__TO BE DONE__
Reproduce the following records exactly from the line containing "[point] green foliage" onward, ending with the last line and including it.

Stored records:
+++

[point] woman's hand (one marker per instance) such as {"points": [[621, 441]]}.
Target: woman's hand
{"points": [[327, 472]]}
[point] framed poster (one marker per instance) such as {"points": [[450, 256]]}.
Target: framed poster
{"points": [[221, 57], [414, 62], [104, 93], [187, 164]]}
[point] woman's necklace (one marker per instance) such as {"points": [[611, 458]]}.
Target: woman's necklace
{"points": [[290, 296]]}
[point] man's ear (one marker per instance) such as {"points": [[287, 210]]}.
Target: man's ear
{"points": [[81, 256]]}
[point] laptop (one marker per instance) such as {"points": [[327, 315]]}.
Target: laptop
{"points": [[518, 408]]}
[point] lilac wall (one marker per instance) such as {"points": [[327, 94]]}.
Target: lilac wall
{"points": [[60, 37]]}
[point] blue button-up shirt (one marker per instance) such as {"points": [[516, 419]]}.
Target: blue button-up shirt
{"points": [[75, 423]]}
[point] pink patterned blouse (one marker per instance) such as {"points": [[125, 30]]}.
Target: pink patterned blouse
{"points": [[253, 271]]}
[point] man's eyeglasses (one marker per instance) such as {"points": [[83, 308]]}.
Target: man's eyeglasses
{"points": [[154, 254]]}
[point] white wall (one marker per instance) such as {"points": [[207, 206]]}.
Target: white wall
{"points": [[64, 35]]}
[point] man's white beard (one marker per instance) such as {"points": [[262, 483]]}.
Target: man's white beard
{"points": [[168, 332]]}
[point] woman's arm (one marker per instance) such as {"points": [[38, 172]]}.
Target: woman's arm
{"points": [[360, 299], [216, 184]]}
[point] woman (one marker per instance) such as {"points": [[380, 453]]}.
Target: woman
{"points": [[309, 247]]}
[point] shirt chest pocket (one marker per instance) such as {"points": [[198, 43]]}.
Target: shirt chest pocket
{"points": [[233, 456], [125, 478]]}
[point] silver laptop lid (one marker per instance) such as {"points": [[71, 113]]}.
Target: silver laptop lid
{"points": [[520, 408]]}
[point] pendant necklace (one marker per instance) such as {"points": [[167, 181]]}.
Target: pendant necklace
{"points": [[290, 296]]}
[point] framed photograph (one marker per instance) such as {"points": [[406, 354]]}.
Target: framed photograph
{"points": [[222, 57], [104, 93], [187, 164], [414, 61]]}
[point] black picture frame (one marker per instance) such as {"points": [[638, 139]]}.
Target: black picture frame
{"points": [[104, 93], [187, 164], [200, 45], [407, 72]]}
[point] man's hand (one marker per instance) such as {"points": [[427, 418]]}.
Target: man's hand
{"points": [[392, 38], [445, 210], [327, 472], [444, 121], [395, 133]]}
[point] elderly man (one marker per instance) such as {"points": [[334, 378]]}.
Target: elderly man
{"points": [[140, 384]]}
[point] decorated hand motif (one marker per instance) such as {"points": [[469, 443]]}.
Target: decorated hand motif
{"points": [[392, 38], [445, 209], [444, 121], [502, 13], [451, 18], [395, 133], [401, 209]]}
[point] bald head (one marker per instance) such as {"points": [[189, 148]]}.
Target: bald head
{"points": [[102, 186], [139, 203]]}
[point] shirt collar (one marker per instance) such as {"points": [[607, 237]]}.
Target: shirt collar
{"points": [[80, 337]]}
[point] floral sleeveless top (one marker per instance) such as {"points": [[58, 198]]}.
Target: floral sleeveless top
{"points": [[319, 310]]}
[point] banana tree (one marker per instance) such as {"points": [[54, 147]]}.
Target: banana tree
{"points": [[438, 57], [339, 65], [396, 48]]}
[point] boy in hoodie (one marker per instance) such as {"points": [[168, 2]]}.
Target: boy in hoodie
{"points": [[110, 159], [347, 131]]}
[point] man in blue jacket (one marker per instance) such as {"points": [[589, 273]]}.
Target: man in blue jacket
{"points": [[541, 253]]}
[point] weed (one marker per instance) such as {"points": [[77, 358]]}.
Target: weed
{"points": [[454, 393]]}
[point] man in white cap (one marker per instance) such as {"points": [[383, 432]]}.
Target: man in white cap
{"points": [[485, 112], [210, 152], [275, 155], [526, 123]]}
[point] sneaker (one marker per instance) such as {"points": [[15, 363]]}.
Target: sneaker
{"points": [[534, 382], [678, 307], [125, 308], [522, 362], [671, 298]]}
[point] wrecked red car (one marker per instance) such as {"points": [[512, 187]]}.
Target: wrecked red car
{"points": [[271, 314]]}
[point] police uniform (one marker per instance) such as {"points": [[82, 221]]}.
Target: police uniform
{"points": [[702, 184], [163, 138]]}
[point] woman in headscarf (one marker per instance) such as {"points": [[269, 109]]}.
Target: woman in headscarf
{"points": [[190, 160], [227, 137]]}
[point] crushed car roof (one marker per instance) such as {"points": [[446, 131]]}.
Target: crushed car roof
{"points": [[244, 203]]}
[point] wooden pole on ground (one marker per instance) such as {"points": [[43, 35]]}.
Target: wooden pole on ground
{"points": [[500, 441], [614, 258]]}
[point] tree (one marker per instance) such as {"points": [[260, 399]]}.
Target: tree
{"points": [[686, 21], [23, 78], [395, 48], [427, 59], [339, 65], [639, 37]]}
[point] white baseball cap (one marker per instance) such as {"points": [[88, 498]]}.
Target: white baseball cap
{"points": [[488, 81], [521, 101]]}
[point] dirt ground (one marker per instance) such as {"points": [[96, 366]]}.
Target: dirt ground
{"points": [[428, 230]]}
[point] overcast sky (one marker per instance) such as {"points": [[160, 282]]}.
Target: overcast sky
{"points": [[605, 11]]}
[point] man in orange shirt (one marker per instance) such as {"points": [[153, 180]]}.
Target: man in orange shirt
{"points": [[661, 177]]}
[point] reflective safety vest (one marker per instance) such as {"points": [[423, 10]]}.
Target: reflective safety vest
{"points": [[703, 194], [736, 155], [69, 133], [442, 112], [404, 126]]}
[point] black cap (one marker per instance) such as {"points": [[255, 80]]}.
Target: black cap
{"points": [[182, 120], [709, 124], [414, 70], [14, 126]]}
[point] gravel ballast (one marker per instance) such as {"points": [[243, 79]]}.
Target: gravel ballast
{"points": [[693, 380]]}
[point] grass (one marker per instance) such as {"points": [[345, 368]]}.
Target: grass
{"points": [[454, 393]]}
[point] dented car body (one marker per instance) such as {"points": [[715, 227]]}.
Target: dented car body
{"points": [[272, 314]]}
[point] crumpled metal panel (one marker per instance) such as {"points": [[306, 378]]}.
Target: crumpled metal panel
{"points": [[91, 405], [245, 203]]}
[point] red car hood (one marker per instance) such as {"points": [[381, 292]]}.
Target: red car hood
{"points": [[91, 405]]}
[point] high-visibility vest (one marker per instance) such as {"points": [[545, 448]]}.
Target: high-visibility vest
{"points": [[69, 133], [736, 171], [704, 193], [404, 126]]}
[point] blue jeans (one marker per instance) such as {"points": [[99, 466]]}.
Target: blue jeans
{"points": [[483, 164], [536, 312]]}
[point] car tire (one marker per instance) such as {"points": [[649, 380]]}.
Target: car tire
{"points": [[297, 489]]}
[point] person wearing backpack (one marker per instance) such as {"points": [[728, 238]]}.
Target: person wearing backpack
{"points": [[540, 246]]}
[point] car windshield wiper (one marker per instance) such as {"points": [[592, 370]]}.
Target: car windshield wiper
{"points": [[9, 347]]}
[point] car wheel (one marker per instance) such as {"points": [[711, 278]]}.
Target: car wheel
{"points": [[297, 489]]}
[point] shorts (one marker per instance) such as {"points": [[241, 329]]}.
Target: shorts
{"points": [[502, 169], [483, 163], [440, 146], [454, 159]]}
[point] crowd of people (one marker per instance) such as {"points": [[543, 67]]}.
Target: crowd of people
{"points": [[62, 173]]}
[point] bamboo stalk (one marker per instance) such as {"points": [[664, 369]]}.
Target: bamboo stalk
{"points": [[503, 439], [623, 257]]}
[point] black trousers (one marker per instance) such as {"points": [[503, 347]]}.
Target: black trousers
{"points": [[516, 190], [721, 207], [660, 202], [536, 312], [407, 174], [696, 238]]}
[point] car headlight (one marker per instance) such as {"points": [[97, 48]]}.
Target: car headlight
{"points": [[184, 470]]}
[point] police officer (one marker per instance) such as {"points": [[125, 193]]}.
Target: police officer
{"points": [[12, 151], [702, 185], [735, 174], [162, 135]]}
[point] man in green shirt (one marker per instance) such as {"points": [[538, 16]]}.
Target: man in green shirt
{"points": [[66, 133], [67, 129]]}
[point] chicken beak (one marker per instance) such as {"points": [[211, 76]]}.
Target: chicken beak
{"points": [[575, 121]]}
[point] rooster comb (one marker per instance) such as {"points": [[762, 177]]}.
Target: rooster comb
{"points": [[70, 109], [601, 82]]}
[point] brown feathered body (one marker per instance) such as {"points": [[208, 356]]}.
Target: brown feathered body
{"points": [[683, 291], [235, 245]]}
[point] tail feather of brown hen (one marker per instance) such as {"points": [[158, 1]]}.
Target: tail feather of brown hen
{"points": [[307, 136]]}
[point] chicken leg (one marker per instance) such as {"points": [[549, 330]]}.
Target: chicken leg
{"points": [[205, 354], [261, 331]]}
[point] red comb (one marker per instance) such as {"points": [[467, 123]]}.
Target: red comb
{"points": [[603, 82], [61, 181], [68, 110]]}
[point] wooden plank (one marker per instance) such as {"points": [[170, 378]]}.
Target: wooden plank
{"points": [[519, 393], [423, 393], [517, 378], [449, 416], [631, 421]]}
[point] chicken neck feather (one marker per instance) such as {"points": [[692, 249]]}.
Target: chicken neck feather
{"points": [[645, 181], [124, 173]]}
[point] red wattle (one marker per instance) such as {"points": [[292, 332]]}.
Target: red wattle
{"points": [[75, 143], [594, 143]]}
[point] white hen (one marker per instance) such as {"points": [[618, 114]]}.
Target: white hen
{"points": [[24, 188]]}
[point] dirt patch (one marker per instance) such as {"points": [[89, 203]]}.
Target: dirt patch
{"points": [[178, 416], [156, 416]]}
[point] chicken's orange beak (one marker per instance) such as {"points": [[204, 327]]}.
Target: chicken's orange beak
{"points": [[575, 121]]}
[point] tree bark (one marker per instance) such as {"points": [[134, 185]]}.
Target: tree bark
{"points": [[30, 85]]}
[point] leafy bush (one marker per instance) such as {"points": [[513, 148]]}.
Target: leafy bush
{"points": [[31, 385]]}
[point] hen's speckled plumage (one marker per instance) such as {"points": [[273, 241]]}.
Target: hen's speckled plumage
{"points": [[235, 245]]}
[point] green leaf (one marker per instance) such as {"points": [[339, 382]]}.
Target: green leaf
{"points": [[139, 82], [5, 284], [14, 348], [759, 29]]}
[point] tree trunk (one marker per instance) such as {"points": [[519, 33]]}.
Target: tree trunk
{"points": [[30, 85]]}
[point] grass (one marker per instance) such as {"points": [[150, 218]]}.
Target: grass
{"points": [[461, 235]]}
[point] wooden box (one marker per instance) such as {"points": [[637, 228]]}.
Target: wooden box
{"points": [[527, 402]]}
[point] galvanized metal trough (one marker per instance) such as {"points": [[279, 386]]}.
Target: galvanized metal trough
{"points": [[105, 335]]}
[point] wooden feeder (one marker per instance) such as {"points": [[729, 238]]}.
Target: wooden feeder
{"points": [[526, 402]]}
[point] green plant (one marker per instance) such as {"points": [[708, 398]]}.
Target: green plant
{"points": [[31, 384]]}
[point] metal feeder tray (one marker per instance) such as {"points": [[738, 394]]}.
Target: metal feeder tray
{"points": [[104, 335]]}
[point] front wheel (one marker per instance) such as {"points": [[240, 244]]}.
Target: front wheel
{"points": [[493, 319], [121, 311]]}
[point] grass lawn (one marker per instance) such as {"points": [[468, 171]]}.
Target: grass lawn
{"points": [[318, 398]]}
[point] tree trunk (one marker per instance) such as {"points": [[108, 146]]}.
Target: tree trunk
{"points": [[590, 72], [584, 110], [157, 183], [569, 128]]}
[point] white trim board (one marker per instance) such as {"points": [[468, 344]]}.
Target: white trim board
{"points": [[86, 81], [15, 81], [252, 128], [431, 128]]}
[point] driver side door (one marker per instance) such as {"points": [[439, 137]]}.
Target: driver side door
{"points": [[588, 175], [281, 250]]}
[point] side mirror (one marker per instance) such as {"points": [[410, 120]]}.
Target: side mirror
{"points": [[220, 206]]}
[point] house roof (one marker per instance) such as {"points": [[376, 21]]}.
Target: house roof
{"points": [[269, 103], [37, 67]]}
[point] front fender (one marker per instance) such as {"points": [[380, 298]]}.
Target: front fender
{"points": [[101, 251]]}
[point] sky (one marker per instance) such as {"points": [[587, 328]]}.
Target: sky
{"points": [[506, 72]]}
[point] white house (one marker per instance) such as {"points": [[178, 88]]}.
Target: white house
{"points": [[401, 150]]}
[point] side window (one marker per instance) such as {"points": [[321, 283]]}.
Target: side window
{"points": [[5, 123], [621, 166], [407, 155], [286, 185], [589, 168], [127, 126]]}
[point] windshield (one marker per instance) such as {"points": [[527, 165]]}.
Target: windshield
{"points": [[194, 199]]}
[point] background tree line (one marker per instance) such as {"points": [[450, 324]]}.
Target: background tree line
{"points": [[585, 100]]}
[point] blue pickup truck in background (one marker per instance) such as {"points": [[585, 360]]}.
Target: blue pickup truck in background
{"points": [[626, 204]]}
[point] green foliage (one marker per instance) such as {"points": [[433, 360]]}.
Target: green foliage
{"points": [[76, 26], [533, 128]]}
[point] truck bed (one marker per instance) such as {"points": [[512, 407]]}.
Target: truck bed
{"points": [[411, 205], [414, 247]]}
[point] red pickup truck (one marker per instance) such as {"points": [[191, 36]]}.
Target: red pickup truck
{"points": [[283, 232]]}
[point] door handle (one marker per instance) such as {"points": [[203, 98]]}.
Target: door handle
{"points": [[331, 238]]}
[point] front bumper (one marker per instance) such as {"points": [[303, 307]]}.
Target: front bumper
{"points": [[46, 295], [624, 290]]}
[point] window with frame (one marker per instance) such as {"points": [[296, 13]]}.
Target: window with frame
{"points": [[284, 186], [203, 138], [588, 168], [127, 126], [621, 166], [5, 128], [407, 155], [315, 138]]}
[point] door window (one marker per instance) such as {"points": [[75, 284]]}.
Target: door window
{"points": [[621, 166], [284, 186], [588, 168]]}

+++

__THE RESPONSE__
[point] green foliage (one marker per instance) such as {"points": [[433, 360]]}.
Target: green foliage
{"points": [[76, 26], [533, 128]]}
[point] truck bed (one marker per instance) such as {"points": [[512, 407]]}.
Target: truck bed
{"points": [[411, 205], [414, 247]]}
[point] red pickup truck (one marker per instance) such as {"points": [[191, 36]]}.
Target: red pickup truck
{"points": [[283, 232]]}
[point] door handle (one marker per instance) such as {"points": [[203, 98]]}.
Target: door handle
{"points": [[331, 238]]}
[point] front bumper (one marker per instance) such as {"points": [[303, 307]]}.
Target: front bumper
{"points": [[46, 295], [624, 290]]}
[point] window with frame (one marker per instance) such as {"points": [[296, 13]]}.
Target: window with frame
{"points": [[284, 186], [203, 138], [588, 168], [127, 126], [621, 166], [5, 128], [407, 155], [315, 138]]}
[point] door window (one marker per instance) such as {"points": [[75, 284]]}.
Target: door window
{"points": [[621, 166], [284, 186], [588, 168]]}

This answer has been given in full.